Decide whether each statement below agrees with the movie review that follows, answering yes or no and quoting the deciding words from the review. 1. The story of Unfrosted takes place in 1963. 2. Jerry Seinfeld plays an executive at Post. 3. Hugh Grant plays Tony the Tiger.

### SUPPLIED PASSAGE

★ ★ ★

One of my favorite G. K. Chesterton observations is “He is a [sane] man who can have tragedy in his heart and comedy in his head.” That’s partly because I like to joke around a lot and partly because I think he was right.

Unfortunately, you won’t find much to laugh about in Jerry Seinfeld’s new comedy about the invention of Pop-Tarts, Unfrosted, now streaming on Netflix. The idea is fun enough: breakfast cereal giants Kellogg’s and Post battle it out in 1963 against a backdrop that oozes the pop culture of that era. X-Ray Spex. Walter Cronkite (played by Kyle Dunnigan). The Twist. John F. Kennedy (Bill Burr). Silly Putty. It’s all there.

Seinfeld plays Kellogg’s executive Bob Cabana, who, along with the stuffy Edsel Kellogg III (Jim Gaffigan) and barb-laden Donna “Stan” Stankowski (Melissa McCarthy), races against his competitors—the cereal tycoon Marjorie Post (Amy Schumer) and her minion Rick Ludwin (Max Greenfield)—to see which company can make a breakfast cake first. Also included are Snap, Crackle, and Pop; Tony the Tiger (Hugh Grant); the Quaker Oats Quaker; Toucan Sam; and just about every other cereal character of the era. Some of the characters were actual cereal executives, portrayed in the movie as human cartoons.

If this over-the-top spectacle convey how intentionally silly this movie is meant to be, just three minutes into the film, Kellogg III says while glancing at the newspaper, “Vietnam, that seems like a good idea!” This kind of obvious joke about the foibles of the 1960s era gives viewers a head’s up about what to expect for the next hour and a half.

★ ★ ★

### PROVIDED DATA
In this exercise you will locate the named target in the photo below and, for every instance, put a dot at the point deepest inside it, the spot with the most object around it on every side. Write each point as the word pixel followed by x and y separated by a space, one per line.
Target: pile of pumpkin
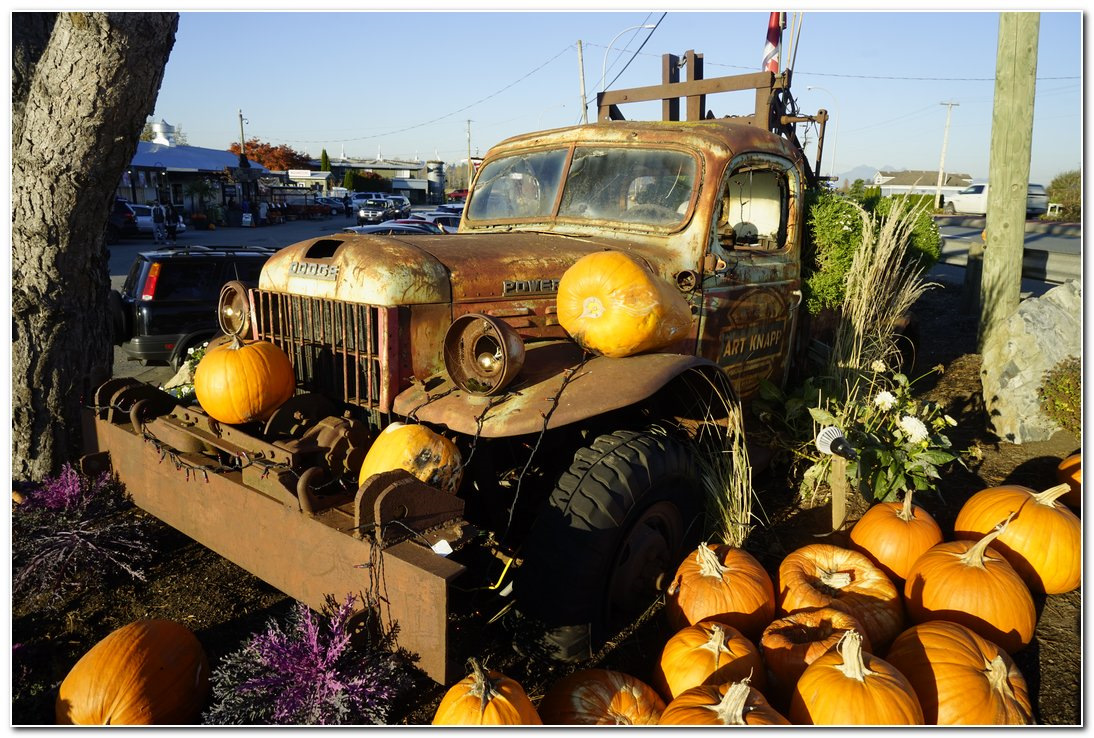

★ ★ ★

### WRITTEN ANSWER
1. Yes: "Kellogg’s and Post battle it out in 1963"
2. No: "Seinfeld plays Kellogg’s executive Bob Cabana"
3. Yes: "Tony the Tiger (Hugh Grant)"